##### Sayfa Metni

Yaşadığımız ülkenin doksana yakın, kanlı yıllarına bir bakın! Darbeler, nazi misali diktatörlük ve zorbalıklar, amansız badirelerle ancak günümüze kadar gelmemişmidir? Ama bu ülkede bile 30 yıl geriye baktığımız zaman, ne kadar çok şeyin değiştiğini açık bir şekilde görmemiz mümkündür.

 

Düşünün: Bir zamanlar insanımız, başörtüsünün ismini bile ağızlarına alamaz iken, bu gün artık üniversitelere, kamusal alana hatta T.C.’nin meclisine bile başörtüsü girmiş, Cumhurbaşkanı, Başbakan ve milletvekillerinin eşlerinin başları kapalı ise, gerçektende bu ülkede çok ciddi anlamda, İslam adına sessiz bir devrim meydana geliyor demektir.

##########
##### Sağlanan Veriler

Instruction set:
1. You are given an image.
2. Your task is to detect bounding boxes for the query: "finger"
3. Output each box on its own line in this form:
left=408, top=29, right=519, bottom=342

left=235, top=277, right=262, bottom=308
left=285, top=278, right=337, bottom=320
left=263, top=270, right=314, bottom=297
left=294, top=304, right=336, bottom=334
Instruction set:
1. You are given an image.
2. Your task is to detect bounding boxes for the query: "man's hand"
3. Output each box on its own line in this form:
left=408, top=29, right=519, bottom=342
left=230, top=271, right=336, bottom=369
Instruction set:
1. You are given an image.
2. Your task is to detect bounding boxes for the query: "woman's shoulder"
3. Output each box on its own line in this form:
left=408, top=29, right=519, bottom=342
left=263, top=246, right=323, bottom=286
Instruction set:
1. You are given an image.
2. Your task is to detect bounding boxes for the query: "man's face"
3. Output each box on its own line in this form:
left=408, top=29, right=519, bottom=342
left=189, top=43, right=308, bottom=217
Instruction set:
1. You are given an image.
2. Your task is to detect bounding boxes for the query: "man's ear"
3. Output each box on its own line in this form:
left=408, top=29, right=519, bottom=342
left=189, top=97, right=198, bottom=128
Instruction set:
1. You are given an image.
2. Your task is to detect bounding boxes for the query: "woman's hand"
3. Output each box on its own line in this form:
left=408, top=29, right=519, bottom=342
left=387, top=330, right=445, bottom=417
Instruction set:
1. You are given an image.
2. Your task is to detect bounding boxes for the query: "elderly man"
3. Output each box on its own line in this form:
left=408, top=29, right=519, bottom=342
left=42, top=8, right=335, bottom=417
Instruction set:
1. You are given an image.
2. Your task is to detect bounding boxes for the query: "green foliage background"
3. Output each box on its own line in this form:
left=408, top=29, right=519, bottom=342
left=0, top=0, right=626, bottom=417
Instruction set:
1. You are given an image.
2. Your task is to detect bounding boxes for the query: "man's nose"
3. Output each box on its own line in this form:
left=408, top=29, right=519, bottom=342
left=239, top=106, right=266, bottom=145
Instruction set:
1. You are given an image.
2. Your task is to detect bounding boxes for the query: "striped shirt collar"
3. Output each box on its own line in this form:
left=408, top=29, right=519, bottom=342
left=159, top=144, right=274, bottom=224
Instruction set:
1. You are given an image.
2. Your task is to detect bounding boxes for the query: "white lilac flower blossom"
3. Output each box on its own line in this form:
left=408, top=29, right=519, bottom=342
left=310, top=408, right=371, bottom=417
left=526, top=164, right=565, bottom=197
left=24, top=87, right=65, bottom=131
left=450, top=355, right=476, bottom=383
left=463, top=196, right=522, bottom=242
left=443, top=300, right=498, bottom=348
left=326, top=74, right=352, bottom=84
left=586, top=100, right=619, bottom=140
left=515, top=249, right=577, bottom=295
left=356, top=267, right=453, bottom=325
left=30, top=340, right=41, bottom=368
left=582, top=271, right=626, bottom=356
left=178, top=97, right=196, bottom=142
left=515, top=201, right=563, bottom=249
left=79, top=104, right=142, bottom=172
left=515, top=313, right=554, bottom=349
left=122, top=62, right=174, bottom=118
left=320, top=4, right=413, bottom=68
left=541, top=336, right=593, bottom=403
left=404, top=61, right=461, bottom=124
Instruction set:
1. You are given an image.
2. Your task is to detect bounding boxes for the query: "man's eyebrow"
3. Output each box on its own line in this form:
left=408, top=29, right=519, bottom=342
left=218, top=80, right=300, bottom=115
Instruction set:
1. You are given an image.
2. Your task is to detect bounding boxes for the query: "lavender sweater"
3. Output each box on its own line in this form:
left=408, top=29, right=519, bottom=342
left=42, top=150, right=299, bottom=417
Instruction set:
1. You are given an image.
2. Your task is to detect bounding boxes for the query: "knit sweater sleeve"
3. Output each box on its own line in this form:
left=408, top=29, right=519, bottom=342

##########

■ Görevin Amacı
Sayfa metninde "Düşünün: Bir zamanlar" ile başlayıp "meydana geliyor demektir." ile biten bölümü hiçbir değişiklik yapmadan yazıya geçirin.

■ Nihai Sonuç
Düşünün: Bir zamanlar insanımız, başörtüsünün ismini bile ağızlarına alamaz iken, bu gün artık üniversitelere, kamusal alana hatta T.C.’nin meclisine bile başörtüsü girmiş, Cumhurbaşkanı, Başbakan ve milletvekillerinin eşlerinin başları kapalı ise, gerçektende bu ülkede çok ciddi anlamda, İslam adına sessiz bir devrim meydana geliyor demektir.